* [EXERCISE PROMPT]:
Can you give all the records again without altering a single character?
[Start of EXCERPTED DATA]
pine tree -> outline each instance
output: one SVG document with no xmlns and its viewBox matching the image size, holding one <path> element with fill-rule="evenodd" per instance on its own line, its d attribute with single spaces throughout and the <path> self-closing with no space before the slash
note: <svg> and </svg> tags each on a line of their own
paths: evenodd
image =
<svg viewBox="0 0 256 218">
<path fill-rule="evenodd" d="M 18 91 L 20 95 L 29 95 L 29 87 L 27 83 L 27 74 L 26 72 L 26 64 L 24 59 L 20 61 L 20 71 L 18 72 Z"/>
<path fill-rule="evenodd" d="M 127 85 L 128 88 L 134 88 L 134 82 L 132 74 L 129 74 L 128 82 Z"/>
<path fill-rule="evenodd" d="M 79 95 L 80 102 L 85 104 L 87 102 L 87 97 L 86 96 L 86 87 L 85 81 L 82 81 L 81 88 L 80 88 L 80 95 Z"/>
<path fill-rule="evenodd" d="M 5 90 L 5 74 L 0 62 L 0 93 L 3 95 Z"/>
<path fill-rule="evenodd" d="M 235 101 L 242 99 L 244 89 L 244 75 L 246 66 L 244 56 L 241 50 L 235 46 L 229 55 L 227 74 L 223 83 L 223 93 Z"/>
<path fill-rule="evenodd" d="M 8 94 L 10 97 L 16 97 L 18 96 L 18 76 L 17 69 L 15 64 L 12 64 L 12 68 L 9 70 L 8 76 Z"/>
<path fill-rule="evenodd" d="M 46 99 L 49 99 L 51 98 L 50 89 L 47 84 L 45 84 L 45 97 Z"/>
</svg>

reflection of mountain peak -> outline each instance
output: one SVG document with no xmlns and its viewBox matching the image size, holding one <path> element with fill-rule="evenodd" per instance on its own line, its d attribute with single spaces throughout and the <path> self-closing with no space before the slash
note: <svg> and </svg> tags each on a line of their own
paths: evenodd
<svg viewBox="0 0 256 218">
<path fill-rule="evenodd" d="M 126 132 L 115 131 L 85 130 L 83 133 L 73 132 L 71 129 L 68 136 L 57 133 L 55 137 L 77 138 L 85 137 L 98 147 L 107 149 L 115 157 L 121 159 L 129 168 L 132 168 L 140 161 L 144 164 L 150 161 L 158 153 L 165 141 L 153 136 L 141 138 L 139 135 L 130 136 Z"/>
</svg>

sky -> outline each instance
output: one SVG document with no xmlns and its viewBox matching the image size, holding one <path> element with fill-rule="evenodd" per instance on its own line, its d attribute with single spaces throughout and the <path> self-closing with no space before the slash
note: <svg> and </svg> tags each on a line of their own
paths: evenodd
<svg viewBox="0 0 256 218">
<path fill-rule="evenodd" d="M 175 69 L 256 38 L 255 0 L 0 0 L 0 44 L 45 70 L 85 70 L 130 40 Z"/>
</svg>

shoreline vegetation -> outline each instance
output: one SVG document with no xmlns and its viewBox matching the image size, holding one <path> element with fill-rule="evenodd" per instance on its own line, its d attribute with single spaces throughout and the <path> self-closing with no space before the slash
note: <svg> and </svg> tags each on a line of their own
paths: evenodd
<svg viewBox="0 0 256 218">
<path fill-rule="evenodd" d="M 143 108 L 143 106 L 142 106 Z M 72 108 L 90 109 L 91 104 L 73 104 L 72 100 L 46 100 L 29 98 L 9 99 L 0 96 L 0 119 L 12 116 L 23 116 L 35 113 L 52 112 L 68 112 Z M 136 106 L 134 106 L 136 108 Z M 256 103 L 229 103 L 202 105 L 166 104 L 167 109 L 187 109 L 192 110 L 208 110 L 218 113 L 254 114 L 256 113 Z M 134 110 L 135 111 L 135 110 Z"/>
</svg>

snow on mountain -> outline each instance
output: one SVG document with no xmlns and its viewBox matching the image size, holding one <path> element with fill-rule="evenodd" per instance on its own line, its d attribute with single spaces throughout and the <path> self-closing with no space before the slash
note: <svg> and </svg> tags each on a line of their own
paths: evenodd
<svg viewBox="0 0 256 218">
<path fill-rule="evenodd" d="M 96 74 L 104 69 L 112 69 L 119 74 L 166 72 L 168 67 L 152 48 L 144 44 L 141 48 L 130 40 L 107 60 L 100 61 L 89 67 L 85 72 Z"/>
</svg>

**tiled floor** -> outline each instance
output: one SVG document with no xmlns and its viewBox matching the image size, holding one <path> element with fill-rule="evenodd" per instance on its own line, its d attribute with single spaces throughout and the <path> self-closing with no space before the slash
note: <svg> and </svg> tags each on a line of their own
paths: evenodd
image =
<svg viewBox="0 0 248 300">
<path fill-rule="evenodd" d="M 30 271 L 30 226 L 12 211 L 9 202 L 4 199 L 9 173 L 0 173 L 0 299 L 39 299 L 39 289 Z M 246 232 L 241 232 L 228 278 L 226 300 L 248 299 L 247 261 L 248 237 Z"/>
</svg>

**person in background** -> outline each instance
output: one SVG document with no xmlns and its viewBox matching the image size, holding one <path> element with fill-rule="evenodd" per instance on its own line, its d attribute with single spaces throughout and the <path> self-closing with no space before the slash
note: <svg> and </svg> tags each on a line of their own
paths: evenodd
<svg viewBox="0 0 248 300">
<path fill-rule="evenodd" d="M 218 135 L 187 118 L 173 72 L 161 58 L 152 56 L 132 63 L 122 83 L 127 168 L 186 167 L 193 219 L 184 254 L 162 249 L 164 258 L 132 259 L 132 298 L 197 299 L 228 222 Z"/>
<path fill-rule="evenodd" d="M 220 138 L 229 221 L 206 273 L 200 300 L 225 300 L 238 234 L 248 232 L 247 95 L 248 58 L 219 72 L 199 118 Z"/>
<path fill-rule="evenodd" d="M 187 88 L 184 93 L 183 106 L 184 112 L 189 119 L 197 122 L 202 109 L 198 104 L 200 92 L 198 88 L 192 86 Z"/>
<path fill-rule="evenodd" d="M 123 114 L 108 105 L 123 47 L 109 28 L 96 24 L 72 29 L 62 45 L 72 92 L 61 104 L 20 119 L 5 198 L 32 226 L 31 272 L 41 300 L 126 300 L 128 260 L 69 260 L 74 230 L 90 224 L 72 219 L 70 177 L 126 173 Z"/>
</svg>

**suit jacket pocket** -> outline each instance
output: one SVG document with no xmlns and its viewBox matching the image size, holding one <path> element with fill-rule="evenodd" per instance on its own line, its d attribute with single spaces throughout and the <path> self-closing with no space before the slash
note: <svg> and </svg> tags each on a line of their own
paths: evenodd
[End of EXCERPTED DATA]
* [WORKED ANSWER]:
pine tree -> outline each instance
output: one SVG document with no xmlns and its viewBox matching the image size, holding one <path> element with fill-rule="evenodd" per instance on its own line, its d attribute with single spaces throughout and the <path> self-closing with no space before the slash
note: <svg> and </svg> tags each on a line of their own
paths: evenodd
image =
<svg viewBox="0 0 256 218">
<path fill-rule="evenodd" d="M 18 91 L 20 95 L 29 95 L 29 87 L 27 83 L 27 74 L 26 72 L 26 64 L 24 59 L 20 61 L 20 71 L 18 72 Z"/>
<path fill-rule="evenodd" d="M 127 85 L 128 88 L 134 88 L 134 82 L 132 74 L 129 74 L 128 82 Z"/>
<path fill-rule="evenodd" d="M 79 95 L 80 102 L 85 104 L 87 102 L 87 97 L 86 96 L 86 87 L 85 81 L 82 81 L 81 88 L 80 88 L 80 95 Z"/>
<path fill-rule="evenodd" d="M 5 90 L 5 74 L 0 62 L 0 93 L 3 95 Z"/>
<path fill-rule="evenodd" d="M 235 101 L 242 99 L 244 89 L 244 75 L 246 66 L 244 56 L 241 50 L 235 46 L 229 55 L 227 74 L 223 83 L 223 93 Z"/>
<path fill-rule="evenodd" d="M 8 94 L 10 97 L 16 97 L 18 96 L 18 76 L 17 69 L 15 64 L 12 64 L 12 68 L 9 70 L 8 76 Z"/>
<path fill-rule="evenodd" d="M 46 99 L 49 99 L 51 98 L 50 89 L 47 84 L 45 84 L 45 97 Z"/>
</svg>

reflection of mountain peak -> outline each instance
output: one SVG document with no xmlns and its viewBox matching the image size, holding one <path> element with fill-rule="evenodd" per instance on its own line, its d attribute with single spaces throughout and the <path> self-closing with no space before the slash
note: <svg> and </svg> tags each on a line of their own
paths: evenodd
<svg viewBox="0 0 256 218">
<path fill-rule="evenodd" d="M 126 132 L 115 131 L 85 130 L 83 133 L 73 132 L 71 129 L 68 136 L 57 133 L 55 137 L 77 138 L 85 137 L 98 147 L 107 149 L 115 157 L 121 159 L 129 168 L 132 168 L 140 161 L 144 164 L 150 161 L 158 153 L 165 141 L 153 136 L 141 138 L 139 135 L 130 136 Z"/>
</svg>

sky -> outline each instance
output: one SVG document with no xmlns and its viewBox matching the image size, holding one <path> element with fill-rule="evenodd" per instance on its own line, its d attribute with single spaces throughout and the <path> self-closing with no space before the slash
note: <svg> and </svg> tags each on a line of their own
paths: evenodd
<svg viewBox="0 0 256 218">
<path fill-rule="evenodd" d="M 175 69 L 256 38 L 255 0 L 0 0 L 0 44 L 45 70 L 85 70 L 130 40 Z"/>
</svg>

shoreline vegetation -> outline each instance
output: one SVG document with no xmlns and its viewBox matching the image size, holding one <path> element with fill-rule="evenodd" per instance on its own line, its d attribute with single spaces throughout and the <path> self-closing with no space before the slash
note: <svg> and </svg> tags each on a line of their own
paths: evenodd
<svg viewBox="0 0 256 218">
<path fill-rule="evenodd" d="M 143 108 L 143 106 L 142 106 Z M 72 108 L 90 109 L 91 104 L 73 104 L 72 100 L 46 100 L 29 98 L 9 99 L 0 96 L 0 119 L 12 116 L 23 116 L 35 113 L 52 112 L 68 112 Z M 136 106 L 134 106 L 136 108 Z M 256 103 L 229 103 L 202 105 L 166 104 L 167 109 L 187 109 L 192 110 L 208 110 L 218 113 L 254 114 L 256 113 Z M 134 110 L 135 111 L 135 110 Z"/>
</svg>

snow on mountain -> outline each instance
output: one SVG document with no xmlns and its viewBox matching the image size, holding one <path> element with fill-rule="evenodd" per instance on its own line, its d attribute with single spaces throughout and the <path> self-closing with no space before the slash
note: <svg> and </svg> tags each on a line of their own
paths: evenodd
<svg viewBox="0 0 256 218">
<path fill-rule="evenodd" d="M 96 74 L 104 69 L 112 69 L 119 74 L 166 72 L 168 67 L 152 48 L 144 44 L 141 48 L 130 40 L 107 60 L 100 61 L 89 67 L 85 72 Z"/>
</svg>

**tiled floor** -> outline each instance
output: one SVG document with no xmlns and its viewBox matching the image size, holding one <path> element with fill-rule="evenodd" per instance on its own line, its d attribute with single spaces throughout and the <path> self-closing with no space before the slash
note: <svg> and </svg> tags each on a line of their own
paths: evenodd
image =
<svg viewBox="0 0 248 300">
<path fill-rule="evenodd" d="M 30 271 L 30 226 L 12 211 L 9 202 L 4 199 L 9 173 L 0 173 L 0 299 L 39 299 L 39 289 Z M 246 232 L 241 232 L 228 278 L 226 300 L 248 299 L 247 261 L 248 237 Z"/>
</svg>

**person in background** -> outline each instance
output: one SVG document with no xmlns and its viewBox matching the image size, holding one <path> element with fill-rule="evenodd" per instance on its own line, its d attribute with single spaces throughout and the <path> self-closing with no space before the slash
note: <svg> and </svg> tags each on a line of their own
paths: evenodd
<svg viewBox="0 0 248 300">
<path fill-rule="evenodd" d="M 218 135 L 187 118 L 173 72 L 161 58 L 152 56 L 132 63 L 122 83 L 127 168 L 186 167 L 193 219 L 184 254 L 162 249 L 164 258 L 132 259 L 132 298 L 197 299 L 228 222 Z"/>
<path fill-rule="evenodd" d="M 220 138 L 229 221 L 206 273 L 200 300 L 225 300 L 238 234 L 248 232 L 247 95 L 248 58 L 219 72 L 199 118 Z"/>
<path fill-rule="evenodd" d="M 187 88 L 184 93 L 183 106 L 184 112 L 189 119 L 197 122 L 202 109 L 198 104 L 200 92 L 198 88 L 192 86 Z"/>
<path fill-rule="evenodd" d="M 123 114 L 108 105 L 123 47 L 109 28 L 96 24 L 72 29 L 62 45 L 72 92 L 61 104 L 20 119 L 5 198 L 32 226 L 31 272 L 41 300 L 126 300 L 128 260 L 69 260 L 74 230 L 90 224 L 72 219 L 70 177 L 126 173 Z"/>
</svg>

**suit jacket pocket** -> outline each instance
output: one SVG document with no xmlns and its viewBox matching the image size, holding one <path> element with fill-rule="evenodd" per instance on its own line, its d attribute with single spaces throughout and the <path> self-closing with no space before the slash
note: <svg> and </svg> tags each on a line of their own
paths: evenodd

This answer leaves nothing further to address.